»»

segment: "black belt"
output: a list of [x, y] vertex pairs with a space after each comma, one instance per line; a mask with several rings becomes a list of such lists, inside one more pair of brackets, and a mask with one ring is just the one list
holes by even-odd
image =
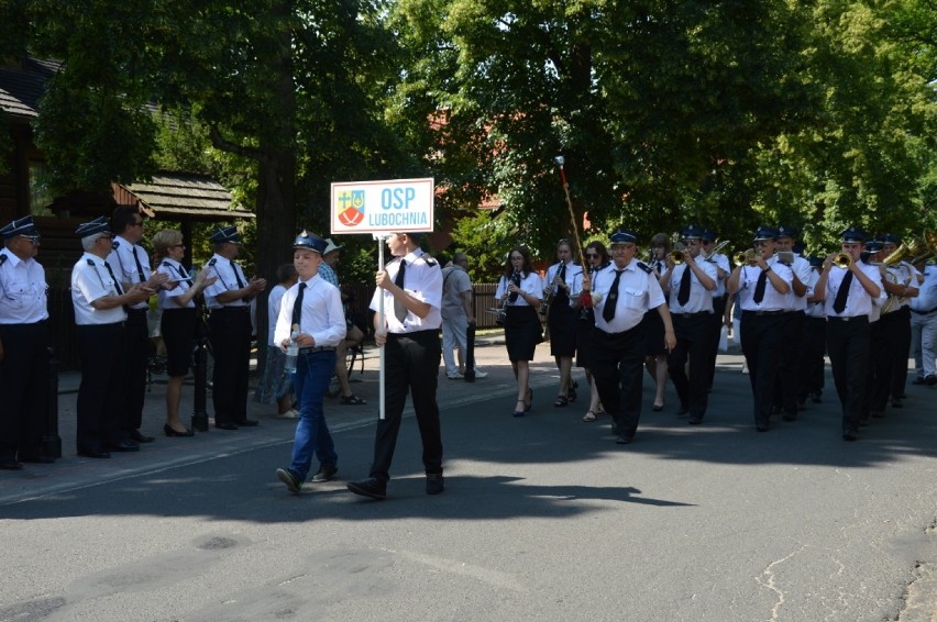
[[333, 345], [317, 345], [312, 347], [300, 347], [299, 354], [312, 354], [313, 352], [334, 352], [335, 346]]

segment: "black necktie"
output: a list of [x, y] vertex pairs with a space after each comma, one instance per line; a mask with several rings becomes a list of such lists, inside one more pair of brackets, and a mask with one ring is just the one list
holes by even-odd
[[836, 292], [836, 299], [833, 301], [833, 310], [837, 313], [842, 313], [846, 310], [846, 299], [849, 298], [849, 286], [852, 285], [852, 270], [846, 273], [842, 281], [839, 284], [839, 291]]
[[111, 269], [111, 265], [104, 262], [104, 267], [108, 269], [108, 274], [111, 275], [111, 279], [113, 279], [114, 281], [114, 289], [117, 290], [118, 296], [120, 296], [121, 293], [123, 293], [123, 290], [120, 288], [120, 284], [118, 282], [117, 277], [114, 276], [114, 271]]
[[[676, 301], [681, 307], [690, 301], [690, 274], [692, 271], [690, 266], [683, 266], [683, 276], [680, 277], [680, 289], [676, 292]], [[764, 288], [762, 288], [761, 292], [762, 295], [764, 293]]]
[[[515, 287], [520, 287], [520, 273], [512, 274], [510, 276], [510, 282], [512, 282], [515, 285]], [[514, 304], [515, 302], [517, 302], [518, 296], [520, 296], [520, 292], [512, 291], [510, 293], [510, 296], [508, 296], [508, 301], [510, 301], [510, 303]]]
[[758, 275], [758, 282], [754, 284], [754, 296], [752, 297], [756, 304], [761, 304], [761, 301], [764, 299], [765, 285], [768, 285], [768, 273], [761, 270], [761, 274]]
[[610, 322], [615, 318], [615, 306], [618, 303], [618, 282], [621, 280], [621, 273], [625, 270], [615, 270], [615, 280], [611, 281], [611, 289], [608, 290], [608, 296], [605, 298], [605, 308], [602, 310], [602, 316], [606, 322]]
[[140, 282], [143, 282], [146, 279], [143, 277], [143, 265], [140, 263], [140, 257], [136, 255], [136, 246], [131, 246], [130, 249], [133, 253], [133, 260], [136, 262], [136, 276], [140, 279]]
[[293, 302], [293, 324], [290, 326], [290, 333], [294, 331], [299, 331], [299, 326], [302, 323], [302, 295], [306, 293], [306, 284], [299, 284], [299, 293], [296, 295], [296, 300]]
[[[400, 259], [400, 269], [397, 270], [397, 277], [394, 279], [394, 285], [404, 289], [404, 273], [407, 271], [407, 262]], [[407, 319], [407, 306], [404, 304], [404, 301], [394, 297], [394, 314], [397, 315], [397, 319], [400, 320], [400, 323], [404, 323], [404, 320]]]

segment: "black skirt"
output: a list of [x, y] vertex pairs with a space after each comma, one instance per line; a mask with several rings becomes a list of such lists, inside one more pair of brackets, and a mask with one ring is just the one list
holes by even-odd
[[663, 319], [657, 309], [651, 309], [644, 313], [644, 319], [641, 320], [647, 335], [647, 349], [644, 354], [648, 356], [657, 356], [666, 354], [666, 343], [664, 342], [664, 325]]
[[540, 316], [533, 307], [507, 308], [505, 345], [510, 360], [533, 360], [537, 344], [543, 341]]

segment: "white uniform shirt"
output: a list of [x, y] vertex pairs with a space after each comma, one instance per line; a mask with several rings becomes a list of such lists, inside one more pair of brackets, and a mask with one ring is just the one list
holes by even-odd
[[45, 269], [30, 257], [0, 251], [0, 324], [35, 324], [48, 319]]
[[706, 262], [712, 262], [723, 269], [724, 276], [723, 278], [716, 278], [716, 289], [713, 290], [713, 298], [720, 298], [726, 295], [726, 279], [732, 274], [731, 264], [729, 264], [729, 258], [721, 253], [716, 253], [706, 259]]
[[859, 277], [853, 276], [852, 282], [849, 285], [849, 298], [846, 299], [846, 309], [842, 313], [837, 313], [833, 310], [833, 303], [836, 301], [836, 295], [839, 293], [839, 286], [842, 278], [848, 271], [846, 268], [834, 266], [829, 270], [829, 277], [826, 281], [826, 300], [824, 302], [824, 311], [827, 318], [856, 318], [858, 315], [869, 315], [869, 321], [879, 319], [878, 311], [873, 307], [880, 308], [885, 301], [885, 288], [882, 285], [882, 276], [879, 273], [879, 266], [870, 266], [869, 264], [859, 264], [859, 269], [862, 270], [869, 279], [879, 286], [879, 298], [874, 301], [872, 297], [866, 292], [866, 288], [859, 281]]
[[[137, 267], [137, 260], [140, 265]], [[124, 284], [136, 285], [146, 282], [150, 279], [150, 257], [146, 251], [139, 244], [132, 244], [120, 235], [114, 236], [114, 245], [107, 258], [108, 265], [114, 273], [121, 287]], [[132, 309], [148, 309], [150, 303], [142, 300], [134, 304]]]
[[[217, 253], [211, 257], [208, 264], [205, 265], [208, 270], [208, 276], [216, 276], [218, 280], [205, 288], [205, 304], [209, 309], [221, 309], [222, 307], [247, 307], [250, 301], [239, 298], [225, 304], [218, 302], [217, 298], [225, 291], [234, 291], [242, 289], [247, 285], [247, 278], [244, 276], [244, 270], [241, 269], [235, 262], [225, 259]], [[235, 276], [236, 270], [236, 276]], [[238, 279], [241, 279], [241, 284]]]
[[[553, 279], [556, 278], [556, 274], [559, 274], [561, 266], [562, 264], [556, 263], [547, 268], [547, 278], [543, 279], [543, 287], [547, 287], [553, 282]], [[570, 288], [570, 306], [572, 307], [576, 300], [576, 297], [578, 297], [580, 291], [582, 291], [583, 289], [583, 267], [578, 264], [573, 263], [572, 260], [566, 262], [566, 274], [564, 276], [565, 278], [563, 279], [563, 282], [565, 282], [566, 287]], [[556, 293], [559, 293], [559, 286], [552, 287], [554, 297], [556, 296]], [[543, 290], [541, 289], [540, 291]], [[541, 296], [542, 293], [539, 295], [537, 298], [540, 298]]]
[[106, 296], [120, 296], [120, 285], [114, 282], [103, 259], [85, 253], [71, 268], [71, 304], [75, 307], [75, 323], [114, 324], [126, 320], [123, 307], [95, 309], [91, 303]]
[[[183, 309], [178, 303], [176, 303], [174, 298], [177, 296], [183, 296], [191, 288], [191, 276], [186, 271], [181, 264], [179, 264], [175, 259], [170, 259], [166, 257], [159, 263], [159, 266], [156, 268], [157, 273], [164, 274], [169, 277], [167, 282], [176, 282], [176, 287], [173, 289], [161, 289], [159, 293], [156, 297], [156, 301], [159, 304], [159, 309]], [[185, 306], [186, 309], [195, 309], [195, 300], [189, 300]]]
[[[640, 265], [639, 265], [640, 264]], [[637, 326], [651, 309], [666, 303], [663, 290], [653, 271], [647, 271], [637, 259], [625, 266], [618, 281], [618, 300], [615, 304], [615, 318], [606, 322], [603, 313], [608, 303], [608, 292], [615, 282], [615, 271], [621, 268], [615, 262], [593, 276], [592, 291], [602, 295], [602, 301], [595, 306], [595, 327], [606, 333], [624, 333]]]
[[[420, 248], [417, 248], [403, 258], [407, 262], [407, 269], [404, 273], [404, 289], [420, 302], [430, 306], [426, 318], [417, 318], [414, 313], [407, 311], [407, 316], [404, 318], [401, 323], [394, 313], [394, 295], [379, 287], [374, 288], [371, 310], [379, 310], [381, 297], [383, 296], [384, 321], [387, 324], [388, 333], [416, 333], [418, 331], [439, 330], [442, 326], [442, 270], [436, 259], [427, 259], [427, 257], [423, 256]], [[400, 259], [395, 258], [384, 266], [384, 269], [392, 281], [396, 280], [397, 273], [400, 270]]]
[[[791, 287], [794, 279], [794, 273], [791, 268], [779, 262], [775, 257], [768, 259], [768, 265], [774, 270], [781, 280]], [[783, 293], [779, 293], [774, 286], [771, 285], [771, 277], [764, 282], [764, 297], [761, 302], [754, 301], [754, 289], [758, 287], [758, 278], [761, 276], [761, 268], [758, 266], [742, 266], [739, 275], [739, 307], [742, 311], [786, 311], [787, 299]]]
[[[713, 262], [697, 262], [699, 268], [706, 273], [706, 276], [714, 281], [718, 281], [718, 268]], [[680, 281], [683, 279], [683, 273], [690, 270], [690, 266], [681, 264], [674, 266], [670, 275], [670, 311], [671, 313], [702, 313], [704, 311], [713, 312], [713, 297], [715, 293], [699, 282], [696, 273], [690, 271], [690, 300], [686, 304], [677, 302], [676, 298], [680, 295]]]
[[[408, 266], [409, 267], [409, 266]], [[302, 293], [302, 311], [299, 332], [316, 340], [315, 347], [335, 347], [345, 338], [345, 311], [339, 288], [315, 275], [307, 281], [298, 281], [283, 295], [276, 320], [274, 343], [288, 340], [293, 332], [293, 307], [299, 296], [299, 284], [306, 284]]]
[[[495, 290], [495, 300], [500, 300], [501, 297], [507, 292], [508, 279], [506, 276], [501, 275], [501, 280], [498, 281], [498, 288]], [[528, 293], [536, 298], [537, 300], [542, 300], [543, 298], [543, 288], [547, 287], [543, 285], [543, 279], [540, 278], [540, 275], [537, 273], [530, 273], [526, 277], [520, 279], [520, 289], [525, 293]], [[522, 296], [518, 293], [517, 300], [510, 302], [508, 300], [508, 307], [530, 307], [527, 300]]]
[[[807, 288], [807, 291], [804, 292], [804, 296], [797, 296], [794, 293], [794, 288], [791, 287], [791, 291], [787, 292], [787, 310], [789, 311], [806, 311], [807, 310], [807, 298], [814, 295], [813, 286], [809, 285], [811, 281], [811, 273], [815, 273], [811, 263], [800, 255], [794, 255], [794, 263], [791, 264], [791, 271], [797, 275], [797, 278], [801, 279], [801, 282], [804, 284], [804, 287]], [[791, 281], [793, 282], [793, 280]], [[814, 281], [816, 282], [816, 281]]]

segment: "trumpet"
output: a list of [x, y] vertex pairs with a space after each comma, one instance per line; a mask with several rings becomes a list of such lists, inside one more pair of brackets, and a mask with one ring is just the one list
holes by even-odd
[[703, 255], [703, 259], [708, 259], [709, 257], [714, 257], [716, 254], [723, 251], [726, 246], [729, 245], [728, 240], [723, 240], [721, 242], [717, 242], [715, 246], [713, 246], [713, 251], [709, 253], [701, 253]]
[[847, 269], [852, 264], [852, 255], [849, 253], [837, 253], [833, 256], [833, 265], [837, 268]]
[[754, 256], [754, 248], [739, 251], [736, 253], [735, 257], [732, 257], [732, 260], [737, 266], [754, 266], [758, 264], [758, 258]]

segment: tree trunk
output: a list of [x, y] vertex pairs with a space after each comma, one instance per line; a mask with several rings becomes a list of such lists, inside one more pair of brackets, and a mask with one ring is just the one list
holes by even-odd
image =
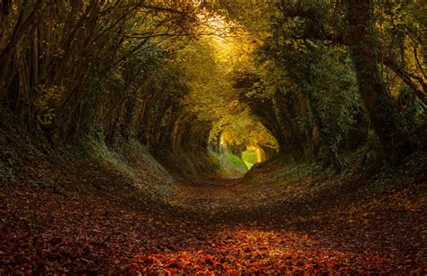
[[398, 158], [412, 152], [409, 131], [380, 73], [381, 56], [375, 33], [373, 0], [347, 0], [348, 39], [359, 89], [385, 152]]

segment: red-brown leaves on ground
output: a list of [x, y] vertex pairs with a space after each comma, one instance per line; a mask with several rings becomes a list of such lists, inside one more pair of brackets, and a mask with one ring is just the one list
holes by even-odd
[[247, 204], [233, 196], [241, 187], [182, 189], [182, 200], [165, 212], [107, 197], [2, 189], [0, 274], [425, 272], [425, 200], [404, 190], [328, 212], [266, 209], [254, 220], [227, 211]]

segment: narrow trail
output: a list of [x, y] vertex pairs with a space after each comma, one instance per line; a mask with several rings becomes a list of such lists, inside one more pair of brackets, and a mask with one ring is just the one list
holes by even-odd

««

*THE REQUEST*. Starting at the beginning of the data and ending with the line that contains "352], [335, 346]]", set out those lines as a numbered list and skip any blank lines. Leave the picture out of your answer.

*FINISHED ANSWER*.
1. segment: "black belt"
2. output: a list of [x, y] vertex pairs with a space after each comma, one instance per line; a mask with several rings becomes a list of such lists, inside one more pair of brackets, and a mask with one ring is just the one list
3. holes by even-odd
4. image =
5. [[333, 345], [317, 345], [312, 347], [300, 347], [299, 354], [312, 354], [313, 352], [334, 352], [335, 346]]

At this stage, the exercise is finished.